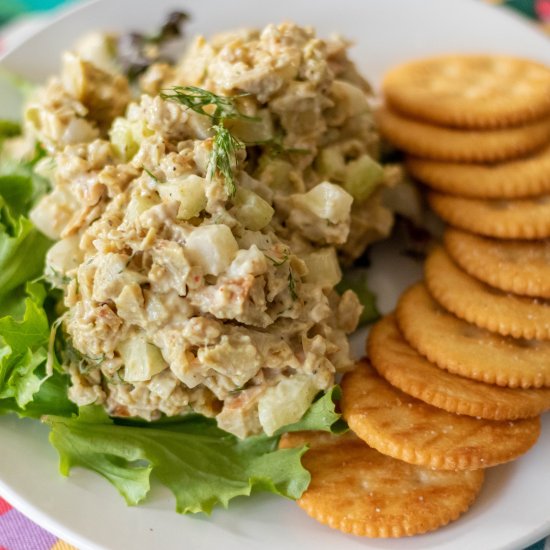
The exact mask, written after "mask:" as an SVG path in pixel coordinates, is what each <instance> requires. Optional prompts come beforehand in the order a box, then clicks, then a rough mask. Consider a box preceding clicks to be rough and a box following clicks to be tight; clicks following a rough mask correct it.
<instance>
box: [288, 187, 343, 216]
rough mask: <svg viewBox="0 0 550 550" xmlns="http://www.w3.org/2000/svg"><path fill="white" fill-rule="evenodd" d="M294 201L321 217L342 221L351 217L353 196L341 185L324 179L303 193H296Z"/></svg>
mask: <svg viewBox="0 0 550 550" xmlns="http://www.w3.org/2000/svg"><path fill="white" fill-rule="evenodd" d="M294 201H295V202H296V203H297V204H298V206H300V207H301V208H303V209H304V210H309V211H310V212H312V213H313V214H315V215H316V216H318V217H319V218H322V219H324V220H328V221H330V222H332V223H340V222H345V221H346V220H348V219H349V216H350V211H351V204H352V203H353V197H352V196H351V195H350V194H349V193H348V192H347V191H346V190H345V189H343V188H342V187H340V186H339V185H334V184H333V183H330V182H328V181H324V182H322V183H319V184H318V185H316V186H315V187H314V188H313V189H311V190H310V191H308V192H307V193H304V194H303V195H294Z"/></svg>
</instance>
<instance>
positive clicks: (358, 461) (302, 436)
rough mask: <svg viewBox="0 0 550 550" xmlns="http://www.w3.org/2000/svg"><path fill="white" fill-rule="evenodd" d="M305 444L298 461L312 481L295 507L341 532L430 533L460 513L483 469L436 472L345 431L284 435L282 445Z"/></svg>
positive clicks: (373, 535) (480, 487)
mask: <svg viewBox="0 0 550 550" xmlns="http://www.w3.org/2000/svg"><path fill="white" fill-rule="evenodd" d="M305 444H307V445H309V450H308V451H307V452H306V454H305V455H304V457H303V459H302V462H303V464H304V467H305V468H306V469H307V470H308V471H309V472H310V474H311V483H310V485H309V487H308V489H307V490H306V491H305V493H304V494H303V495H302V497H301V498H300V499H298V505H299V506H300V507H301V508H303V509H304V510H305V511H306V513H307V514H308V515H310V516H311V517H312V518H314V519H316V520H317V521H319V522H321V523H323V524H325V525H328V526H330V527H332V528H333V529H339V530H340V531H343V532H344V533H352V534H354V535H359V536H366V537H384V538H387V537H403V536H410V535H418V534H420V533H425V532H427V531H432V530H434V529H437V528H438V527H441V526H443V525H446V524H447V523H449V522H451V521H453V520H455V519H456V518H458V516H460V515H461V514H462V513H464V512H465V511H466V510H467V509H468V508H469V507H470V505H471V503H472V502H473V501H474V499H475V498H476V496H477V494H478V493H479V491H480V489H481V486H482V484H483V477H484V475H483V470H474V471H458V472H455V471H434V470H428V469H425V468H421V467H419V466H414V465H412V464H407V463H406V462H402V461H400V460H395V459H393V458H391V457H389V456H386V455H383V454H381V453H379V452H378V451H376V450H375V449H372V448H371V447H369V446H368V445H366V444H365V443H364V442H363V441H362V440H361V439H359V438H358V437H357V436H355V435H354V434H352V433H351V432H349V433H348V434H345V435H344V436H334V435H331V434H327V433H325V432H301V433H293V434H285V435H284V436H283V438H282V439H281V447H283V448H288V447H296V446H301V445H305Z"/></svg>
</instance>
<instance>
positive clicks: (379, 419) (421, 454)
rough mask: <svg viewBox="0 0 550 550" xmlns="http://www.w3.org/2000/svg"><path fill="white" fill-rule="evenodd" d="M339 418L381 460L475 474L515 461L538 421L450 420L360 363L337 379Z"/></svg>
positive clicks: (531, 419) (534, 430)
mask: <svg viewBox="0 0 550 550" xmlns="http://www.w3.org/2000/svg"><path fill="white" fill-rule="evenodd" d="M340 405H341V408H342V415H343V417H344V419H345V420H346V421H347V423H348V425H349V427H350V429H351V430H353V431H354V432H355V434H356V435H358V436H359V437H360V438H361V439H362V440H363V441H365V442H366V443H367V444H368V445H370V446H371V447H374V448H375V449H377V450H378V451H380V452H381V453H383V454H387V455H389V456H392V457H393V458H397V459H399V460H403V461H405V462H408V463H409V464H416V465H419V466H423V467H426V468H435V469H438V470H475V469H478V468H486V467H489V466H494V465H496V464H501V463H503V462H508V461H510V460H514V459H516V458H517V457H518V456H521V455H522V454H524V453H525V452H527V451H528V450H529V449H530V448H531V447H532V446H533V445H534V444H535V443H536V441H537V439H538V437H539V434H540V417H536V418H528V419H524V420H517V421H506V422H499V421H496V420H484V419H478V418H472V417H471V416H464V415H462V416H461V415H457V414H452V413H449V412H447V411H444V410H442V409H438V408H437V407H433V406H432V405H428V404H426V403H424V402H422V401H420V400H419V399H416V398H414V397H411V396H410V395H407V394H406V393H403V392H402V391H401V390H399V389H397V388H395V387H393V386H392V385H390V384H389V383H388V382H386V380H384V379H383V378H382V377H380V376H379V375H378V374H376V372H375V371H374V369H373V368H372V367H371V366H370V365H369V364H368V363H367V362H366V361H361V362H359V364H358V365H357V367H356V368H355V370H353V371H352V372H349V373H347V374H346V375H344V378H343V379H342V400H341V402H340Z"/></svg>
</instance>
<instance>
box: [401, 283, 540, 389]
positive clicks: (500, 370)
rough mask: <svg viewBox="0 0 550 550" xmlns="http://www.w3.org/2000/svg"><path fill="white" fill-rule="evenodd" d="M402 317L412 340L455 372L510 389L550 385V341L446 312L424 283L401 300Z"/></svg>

--

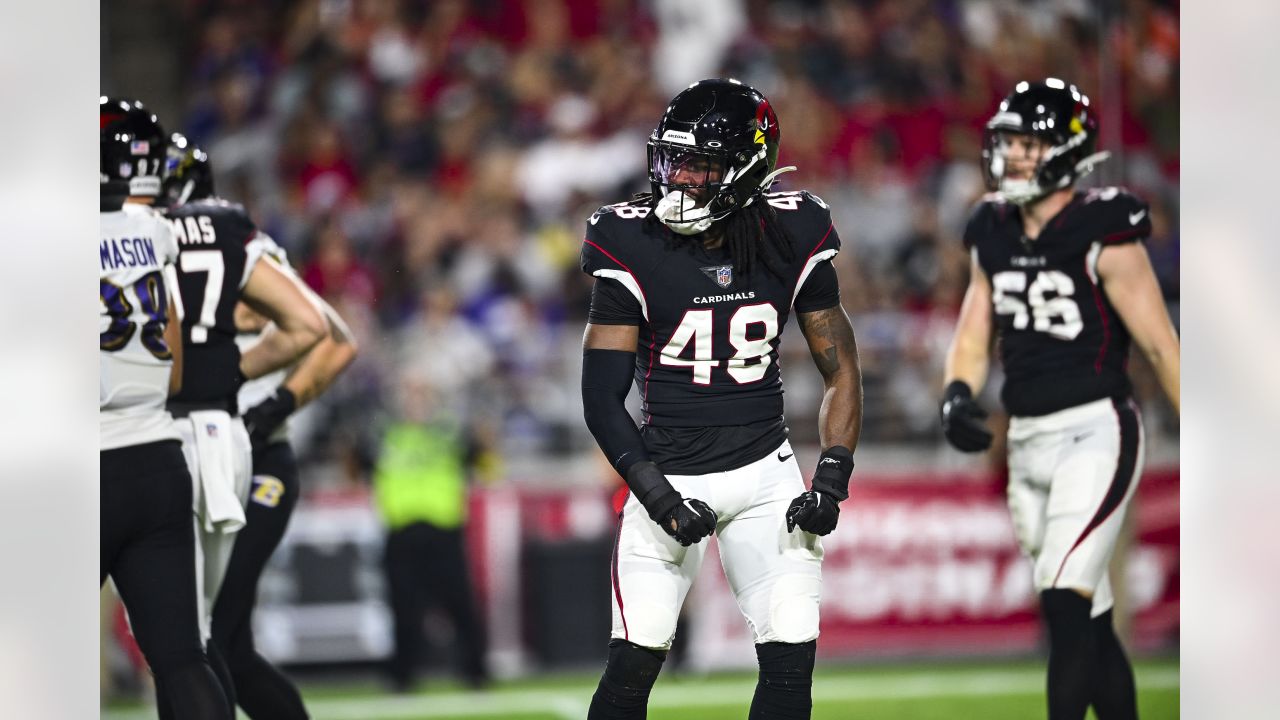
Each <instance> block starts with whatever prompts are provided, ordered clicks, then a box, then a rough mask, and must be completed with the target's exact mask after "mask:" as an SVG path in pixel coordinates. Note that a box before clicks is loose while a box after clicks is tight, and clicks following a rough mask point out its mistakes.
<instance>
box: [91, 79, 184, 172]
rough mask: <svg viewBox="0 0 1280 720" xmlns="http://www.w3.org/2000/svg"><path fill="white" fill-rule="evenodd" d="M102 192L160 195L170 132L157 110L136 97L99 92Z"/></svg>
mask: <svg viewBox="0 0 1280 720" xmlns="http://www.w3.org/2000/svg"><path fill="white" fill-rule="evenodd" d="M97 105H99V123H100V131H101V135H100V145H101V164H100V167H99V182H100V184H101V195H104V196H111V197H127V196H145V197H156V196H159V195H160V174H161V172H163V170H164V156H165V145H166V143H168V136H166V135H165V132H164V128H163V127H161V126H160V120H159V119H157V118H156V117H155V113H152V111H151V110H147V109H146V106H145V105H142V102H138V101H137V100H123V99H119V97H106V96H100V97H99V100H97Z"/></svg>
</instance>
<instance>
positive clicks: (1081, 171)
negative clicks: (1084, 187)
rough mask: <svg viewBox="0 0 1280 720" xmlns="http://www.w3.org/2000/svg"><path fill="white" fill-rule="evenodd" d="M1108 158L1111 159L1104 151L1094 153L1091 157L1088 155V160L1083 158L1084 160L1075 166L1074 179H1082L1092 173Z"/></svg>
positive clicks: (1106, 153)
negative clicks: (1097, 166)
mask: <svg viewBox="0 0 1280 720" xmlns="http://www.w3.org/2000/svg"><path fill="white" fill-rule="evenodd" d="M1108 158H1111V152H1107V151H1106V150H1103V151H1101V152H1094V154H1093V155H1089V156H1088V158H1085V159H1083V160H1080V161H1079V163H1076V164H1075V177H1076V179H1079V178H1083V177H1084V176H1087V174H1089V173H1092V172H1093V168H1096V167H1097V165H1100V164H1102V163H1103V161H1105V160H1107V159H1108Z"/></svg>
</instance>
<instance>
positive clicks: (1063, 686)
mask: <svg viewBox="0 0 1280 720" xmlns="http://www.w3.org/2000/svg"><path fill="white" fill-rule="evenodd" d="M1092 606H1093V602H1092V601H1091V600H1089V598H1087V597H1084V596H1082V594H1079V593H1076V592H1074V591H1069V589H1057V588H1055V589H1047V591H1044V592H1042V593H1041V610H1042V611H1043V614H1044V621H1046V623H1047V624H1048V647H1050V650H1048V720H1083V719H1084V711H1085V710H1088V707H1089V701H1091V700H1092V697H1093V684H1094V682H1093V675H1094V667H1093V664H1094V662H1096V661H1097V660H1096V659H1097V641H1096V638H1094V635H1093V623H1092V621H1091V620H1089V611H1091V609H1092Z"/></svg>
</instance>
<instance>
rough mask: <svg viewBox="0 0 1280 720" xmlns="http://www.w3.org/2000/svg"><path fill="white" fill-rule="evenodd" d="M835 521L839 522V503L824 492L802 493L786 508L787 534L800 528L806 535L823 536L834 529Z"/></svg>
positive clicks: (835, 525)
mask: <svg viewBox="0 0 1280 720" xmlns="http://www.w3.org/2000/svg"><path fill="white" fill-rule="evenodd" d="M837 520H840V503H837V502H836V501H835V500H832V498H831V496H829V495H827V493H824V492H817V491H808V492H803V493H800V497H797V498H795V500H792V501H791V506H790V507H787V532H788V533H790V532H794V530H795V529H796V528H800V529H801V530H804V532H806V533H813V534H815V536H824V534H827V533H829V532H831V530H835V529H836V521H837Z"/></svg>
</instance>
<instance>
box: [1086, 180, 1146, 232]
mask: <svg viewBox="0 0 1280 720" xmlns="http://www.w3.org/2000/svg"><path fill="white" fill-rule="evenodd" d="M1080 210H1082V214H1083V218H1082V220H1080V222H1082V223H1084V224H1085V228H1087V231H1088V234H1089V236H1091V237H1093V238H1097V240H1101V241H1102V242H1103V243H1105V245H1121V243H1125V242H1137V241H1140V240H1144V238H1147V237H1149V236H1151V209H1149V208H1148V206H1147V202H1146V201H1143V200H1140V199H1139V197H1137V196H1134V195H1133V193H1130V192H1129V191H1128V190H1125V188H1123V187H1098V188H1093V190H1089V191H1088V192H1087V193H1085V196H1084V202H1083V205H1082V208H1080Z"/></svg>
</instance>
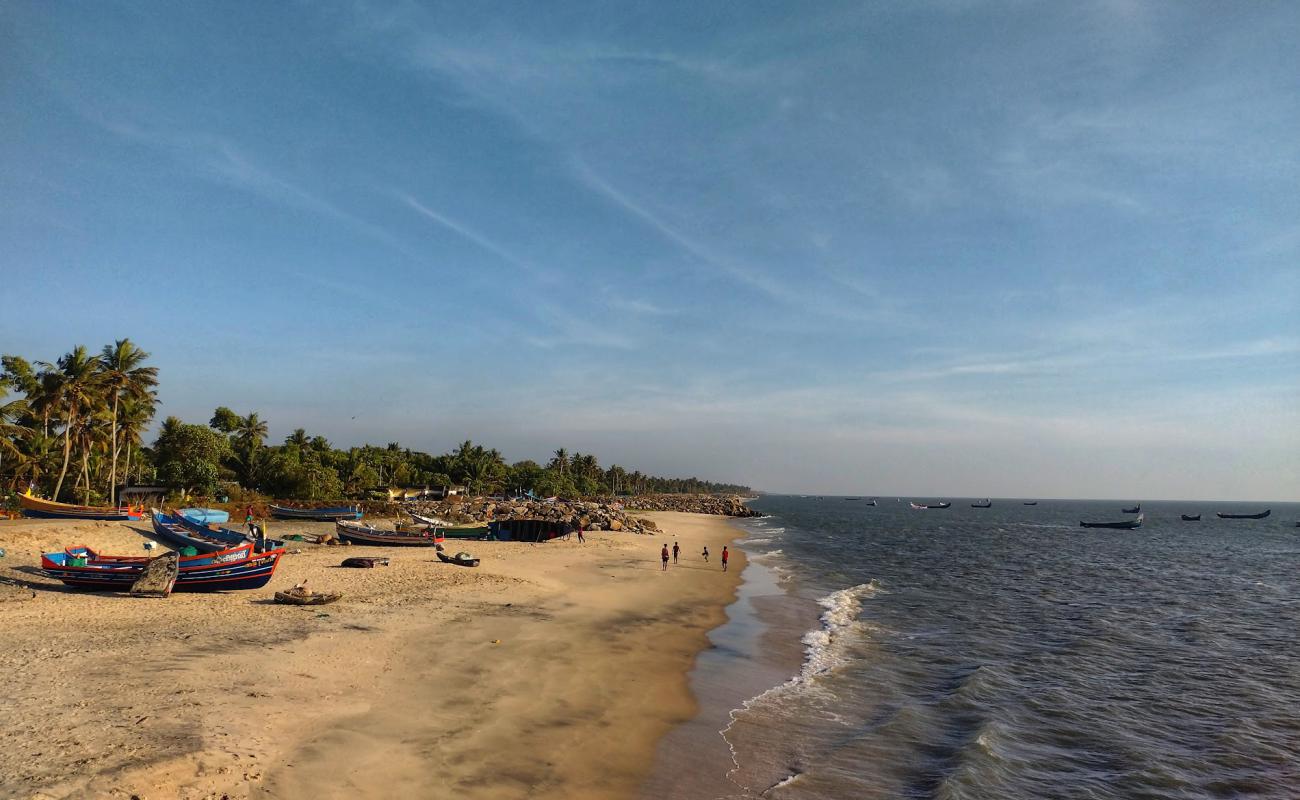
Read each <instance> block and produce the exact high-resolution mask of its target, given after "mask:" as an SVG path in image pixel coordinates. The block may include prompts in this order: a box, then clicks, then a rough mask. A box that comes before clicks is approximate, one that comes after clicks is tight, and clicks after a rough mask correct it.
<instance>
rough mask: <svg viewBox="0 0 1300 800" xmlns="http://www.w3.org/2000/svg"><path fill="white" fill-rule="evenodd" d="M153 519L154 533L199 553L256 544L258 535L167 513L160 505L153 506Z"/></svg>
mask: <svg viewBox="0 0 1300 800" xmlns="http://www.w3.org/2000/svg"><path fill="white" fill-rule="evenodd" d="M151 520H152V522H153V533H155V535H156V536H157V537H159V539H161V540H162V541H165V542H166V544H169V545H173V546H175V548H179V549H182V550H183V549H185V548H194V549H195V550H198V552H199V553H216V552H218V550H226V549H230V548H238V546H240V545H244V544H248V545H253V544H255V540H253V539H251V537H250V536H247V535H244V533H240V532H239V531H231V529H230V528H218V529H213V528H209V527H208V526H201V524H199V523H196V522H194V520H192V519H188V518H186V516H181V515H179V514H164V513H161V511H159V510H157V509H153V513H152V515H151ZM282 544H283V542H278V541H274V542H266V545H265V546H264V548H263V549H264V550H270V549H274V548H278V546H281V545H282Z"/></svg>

==

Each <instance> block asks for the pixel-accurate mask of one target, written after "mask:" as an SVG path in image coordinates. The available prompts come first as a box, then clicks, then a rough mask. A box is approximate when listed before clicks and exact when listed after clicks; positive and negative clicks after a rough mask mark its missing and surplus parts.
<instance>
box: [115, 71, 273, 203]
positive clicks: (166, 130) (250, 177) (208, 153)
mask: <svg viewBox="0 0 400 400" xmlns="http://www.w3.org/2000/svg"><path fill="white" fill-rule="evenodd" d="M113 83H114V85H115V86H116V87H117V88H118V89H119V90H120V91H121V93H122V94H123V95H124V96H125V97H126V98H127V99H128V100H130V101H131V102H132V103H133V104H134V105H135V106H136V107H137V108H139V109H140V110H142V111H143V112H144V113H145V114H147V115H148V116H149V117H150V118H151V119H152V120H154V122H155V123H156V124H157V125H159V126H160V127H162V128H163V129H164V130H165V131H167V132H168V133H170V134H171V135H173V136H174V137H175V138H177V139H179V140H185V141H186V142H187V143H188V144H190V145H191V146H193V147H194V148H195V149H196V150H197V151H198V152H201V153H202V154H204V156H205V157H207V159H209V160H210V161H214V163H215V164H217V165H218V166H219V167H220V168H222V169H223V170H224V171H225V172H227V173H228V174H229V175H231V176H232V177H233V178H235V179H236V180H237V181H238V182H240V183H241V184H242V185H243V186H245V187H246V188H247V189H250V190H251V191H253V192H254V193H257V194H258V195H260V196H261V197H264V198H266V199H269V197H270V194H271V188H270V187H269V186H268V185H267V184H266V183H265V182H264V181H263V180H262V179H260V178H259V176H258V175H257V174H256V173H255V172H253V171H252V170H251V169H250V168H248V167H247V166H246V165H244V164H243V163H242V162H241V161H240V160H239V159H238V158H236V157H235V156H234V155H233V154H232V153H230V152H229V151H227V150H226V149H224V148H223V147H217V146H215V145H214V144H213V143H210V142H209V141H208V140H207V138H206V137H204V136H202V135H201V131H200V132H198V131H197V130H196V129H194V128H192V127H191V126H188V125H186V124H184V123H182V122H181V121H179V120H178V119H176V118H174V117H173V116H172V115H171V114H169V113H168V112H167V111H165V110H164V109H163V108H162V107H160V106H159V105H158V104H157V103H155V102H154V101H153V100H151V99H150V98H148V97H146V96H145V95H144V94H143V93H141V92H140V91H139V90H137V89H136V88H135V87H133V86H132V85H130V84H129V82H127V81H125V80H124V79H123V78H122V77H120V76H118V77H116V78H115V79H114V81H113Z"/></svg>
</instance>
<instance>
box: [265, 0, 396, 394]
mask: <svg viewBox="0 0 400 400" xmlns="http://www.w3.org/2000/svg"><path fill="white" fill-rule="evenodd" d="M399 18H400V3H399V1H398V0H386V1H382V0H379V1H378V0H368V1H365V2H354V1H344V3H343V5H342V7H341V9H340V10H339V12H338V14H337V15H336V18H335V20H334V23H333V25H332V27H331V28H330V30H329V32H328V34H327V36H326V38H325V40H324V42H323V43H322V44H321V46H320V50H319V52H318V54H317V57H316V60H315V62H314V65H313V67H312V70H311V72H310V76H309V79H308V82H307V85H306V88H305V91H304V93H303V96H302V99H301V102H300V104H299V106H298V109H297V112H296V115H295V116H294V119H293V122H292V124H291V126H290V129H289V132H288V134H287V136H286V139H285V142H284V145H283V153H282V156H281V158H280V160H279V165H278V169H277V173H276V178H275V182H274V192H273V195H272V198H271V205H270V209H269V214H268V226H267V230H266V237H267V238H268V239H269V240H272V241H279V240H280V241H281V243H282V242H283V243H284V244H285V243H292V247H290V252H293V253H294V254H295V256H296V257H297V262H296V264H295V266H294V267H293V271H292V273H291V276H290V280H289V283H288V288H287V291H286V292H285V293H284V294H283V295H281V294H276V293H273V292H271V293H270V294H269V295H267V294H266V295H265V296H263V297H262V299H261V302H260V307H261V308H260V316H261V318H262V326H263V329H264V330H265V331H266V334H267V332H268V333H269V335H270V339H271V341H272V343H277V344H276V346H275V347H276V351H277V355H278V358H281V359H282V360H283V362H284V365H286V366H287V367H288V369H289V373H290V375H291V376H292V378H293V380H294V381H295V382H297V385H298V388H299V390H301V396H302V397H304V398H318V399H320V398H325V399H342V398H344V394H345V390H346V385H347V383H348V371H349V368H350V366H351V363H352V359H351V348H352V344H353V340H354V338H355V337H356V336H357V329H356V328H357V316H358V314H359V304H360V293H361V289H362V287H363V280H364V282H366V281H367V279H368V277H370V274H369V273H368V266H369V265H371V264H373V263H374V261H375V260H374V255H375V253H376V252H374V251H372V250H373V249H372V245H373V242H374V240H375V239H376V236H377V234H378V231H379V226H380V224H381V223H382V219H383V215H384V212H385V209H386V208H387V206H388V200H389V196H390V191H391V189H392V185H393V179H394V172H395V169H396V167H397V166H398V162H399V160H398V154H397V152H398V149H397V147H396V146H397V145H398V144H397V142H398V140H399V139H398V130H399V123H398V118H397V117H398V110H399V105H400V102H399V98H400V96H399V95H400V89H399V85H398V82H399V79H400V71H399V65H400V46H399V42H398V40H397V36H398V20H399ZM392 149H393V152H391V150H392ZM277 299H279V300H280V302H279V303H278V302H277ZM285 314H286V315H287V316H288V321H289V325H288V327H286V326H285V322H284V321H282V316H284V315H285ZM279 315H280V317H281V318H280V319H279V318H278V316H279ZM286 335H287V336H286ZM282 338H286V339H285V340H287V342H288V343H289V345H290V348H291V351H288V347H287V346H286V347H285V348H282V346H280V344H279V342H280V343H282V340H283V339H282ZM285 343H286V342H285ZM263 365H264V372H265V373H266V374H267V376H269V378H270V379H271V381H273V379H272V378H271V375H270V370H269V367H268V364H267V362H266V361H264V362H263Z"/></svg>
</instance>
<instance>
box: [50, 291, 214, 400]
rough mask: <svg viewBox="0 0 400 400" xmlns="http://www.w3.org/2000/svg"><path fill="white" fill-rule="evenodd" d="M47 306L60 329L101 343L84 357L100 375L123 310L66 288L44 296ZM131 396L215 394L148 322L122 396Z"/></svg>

### [TRY IT]
Transcribe the records above exactly, beginning at the line that contains "192L160 195L170 132L157" and ending with the line that contains "negative clicks: (1084, 187)", both included, and nothing else.

### [EXERCISE SOLUTION]
rough mask: <svg viewBox="0 0 1280 720" xmlns="http://www.w3.org/2000/svg"><path fill="white" fill-rule="evenodd" d="M102 192L160 195L170 132L157 110L136 97L99 92Z"/></svg>
mask: <svg viewBox="0 0 1280 720" xmlns="http://www.w3.org/2000/svg"><path fill="white" fill-rule="evenodd" d="M97 105H99V123H100V131H101V135H100V145H101V164H100V167H99V182H100V184H101V195H104V196H111V197H127V196H145V197H156V196H159V195H160V174H161V172H163V170H164V156H165V145H166V143H168V136H166V135H165V132H164V128H163V127H161V126H160V120H159V119H157V118H156V117H155V113H152V111H151V110H147V109H146V106H145V105H142V102H138V101H137V100H123V99H119V97H106V96H100V97H99V100H97Z"/></svg>
</instance>
<instance>
positive clicks: (1081, 171)
negative clicks: (1084, 187)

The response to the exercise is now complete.